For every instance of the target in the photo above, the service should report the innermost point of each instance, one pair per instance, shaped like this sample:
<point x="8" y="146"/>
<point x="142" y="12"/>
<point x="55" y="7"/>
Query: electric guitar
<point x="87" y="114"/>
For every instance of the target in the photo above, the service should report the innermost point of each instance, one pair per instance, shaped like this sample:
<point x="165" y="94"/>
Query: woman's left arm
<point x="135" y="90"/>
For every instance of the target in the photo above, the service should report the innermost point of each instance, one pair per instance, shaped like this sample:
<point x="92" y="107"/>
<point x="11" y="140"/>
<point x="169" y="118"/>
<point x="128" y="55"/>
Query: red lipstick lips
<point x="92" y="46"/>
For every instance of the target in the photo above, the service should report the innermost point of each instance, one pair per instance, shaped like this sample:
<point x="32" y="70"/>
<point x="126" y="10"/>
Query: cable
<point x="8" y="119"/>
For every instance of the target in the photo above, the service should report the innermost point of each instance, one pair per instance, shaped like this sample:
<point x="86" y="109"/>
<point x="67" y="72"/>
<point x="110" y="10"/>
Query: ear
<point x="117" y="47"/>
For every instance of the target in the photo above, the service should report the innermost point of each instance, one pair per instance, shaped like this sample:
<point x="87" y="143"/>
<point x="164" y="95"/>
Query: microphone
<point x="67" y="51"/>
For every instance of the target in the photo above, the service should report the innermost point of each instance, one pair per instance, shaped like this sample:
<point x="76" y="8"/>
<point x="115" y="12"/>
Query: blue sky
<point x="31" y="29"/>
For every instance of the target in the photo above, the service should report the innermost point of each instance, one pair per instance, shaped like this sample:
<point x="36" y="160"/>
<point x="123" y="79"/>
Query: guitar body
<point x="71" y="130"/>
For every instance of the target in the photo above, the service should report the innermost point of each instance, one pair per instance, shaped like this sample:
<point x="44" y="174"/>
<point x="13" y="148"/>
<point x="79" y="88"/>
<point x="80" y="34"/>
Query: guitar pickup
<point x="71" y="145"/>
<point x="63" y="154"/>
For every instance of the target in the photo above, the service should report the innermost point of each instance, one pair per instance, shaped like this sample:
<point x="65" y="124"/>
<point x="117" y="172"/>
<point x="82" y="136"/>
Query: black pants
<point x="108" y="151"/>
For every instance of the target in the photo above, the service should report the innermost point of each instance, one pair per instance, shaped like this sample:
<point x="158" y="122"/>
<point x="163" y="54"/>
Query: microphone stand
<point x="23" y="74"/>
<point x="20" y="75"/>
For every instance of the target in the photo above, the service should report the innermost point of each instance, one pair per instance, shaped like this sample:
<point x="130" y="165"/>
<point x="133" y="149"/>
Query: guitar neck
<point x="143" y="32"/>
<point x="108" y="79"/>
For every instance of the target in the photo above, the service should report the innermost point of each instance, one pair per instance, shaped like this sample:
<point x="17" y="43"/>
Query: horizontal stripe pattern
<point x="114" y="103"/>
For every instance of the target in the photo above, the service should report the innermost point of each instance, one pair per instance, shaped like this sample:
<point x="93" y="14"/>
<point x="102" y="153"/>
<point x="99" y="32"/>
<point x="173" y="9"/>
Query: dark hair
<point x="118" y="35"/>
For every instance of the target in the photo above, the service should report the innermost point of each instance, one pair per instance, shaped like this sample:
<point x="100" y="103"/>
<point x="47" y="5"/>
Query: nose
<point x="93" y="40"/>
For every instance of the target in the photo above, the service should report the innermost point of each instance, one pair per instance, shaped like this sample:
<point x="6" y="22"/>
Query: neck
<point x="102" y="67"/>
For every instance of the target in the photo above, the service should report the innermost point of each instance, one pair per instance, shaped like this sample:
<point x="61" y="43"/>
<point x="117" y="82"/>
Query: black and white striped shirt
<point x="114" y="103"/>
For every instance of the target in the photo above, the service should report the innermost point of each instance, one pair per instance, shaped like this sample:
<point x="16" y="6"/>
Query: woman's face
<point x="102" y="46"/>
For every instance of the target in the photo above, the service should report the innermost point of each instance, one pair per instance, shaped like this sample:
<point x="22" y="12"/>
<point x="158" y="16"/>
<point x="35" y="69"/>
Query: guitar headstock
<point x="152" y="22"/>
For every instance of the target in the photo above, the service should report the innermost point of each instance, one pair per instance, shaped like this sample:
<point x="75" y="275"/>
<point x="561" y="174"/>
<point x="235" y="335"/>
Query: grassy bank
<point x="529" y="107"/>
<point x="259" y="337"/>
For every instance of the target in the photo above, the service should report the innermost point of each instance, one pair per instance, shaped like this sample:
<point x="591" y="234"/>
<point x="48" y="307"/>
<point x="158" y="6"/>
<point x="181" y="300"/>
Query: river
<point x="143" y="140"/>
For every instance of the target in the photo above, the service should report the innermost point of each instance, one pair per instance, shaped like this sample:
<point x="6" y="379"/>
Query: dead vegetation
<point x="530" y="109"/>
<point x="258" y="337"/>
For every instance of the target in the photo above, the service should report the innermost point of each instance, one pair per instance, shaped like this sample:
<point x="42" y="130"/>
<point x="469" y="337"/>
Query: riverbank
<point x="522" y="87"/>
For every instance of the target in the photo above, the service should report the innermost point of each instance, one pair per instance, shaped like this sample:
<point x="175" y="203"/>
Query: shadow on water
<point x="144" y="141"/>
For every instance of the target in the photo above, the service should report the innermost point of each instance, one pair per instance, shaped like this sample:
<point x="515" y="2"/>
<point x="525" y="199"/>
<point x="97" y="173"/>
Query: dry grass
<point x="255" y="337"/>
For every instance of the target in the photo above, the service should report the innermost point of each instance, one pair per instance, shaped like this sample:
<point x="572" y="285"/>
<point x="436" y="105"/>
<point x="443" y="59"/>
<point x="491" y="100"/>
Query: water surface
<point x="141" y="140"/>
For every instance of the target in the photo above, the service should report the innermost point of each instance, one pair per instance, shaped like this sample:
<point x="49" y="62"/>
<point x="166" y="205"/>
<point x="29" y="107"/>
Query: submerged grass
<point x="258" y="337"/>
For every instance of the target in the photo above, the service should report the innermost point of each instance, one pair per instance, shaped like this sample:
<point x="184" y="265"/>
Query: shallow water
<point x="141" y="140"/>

··········

**GIVEN PROBLEM**
Gather each line of the records above that contains the word "microphone", and copy every one of them in full.

**OUTPUT FOR THIS TASK**
Query: microphone
Query: microphone stand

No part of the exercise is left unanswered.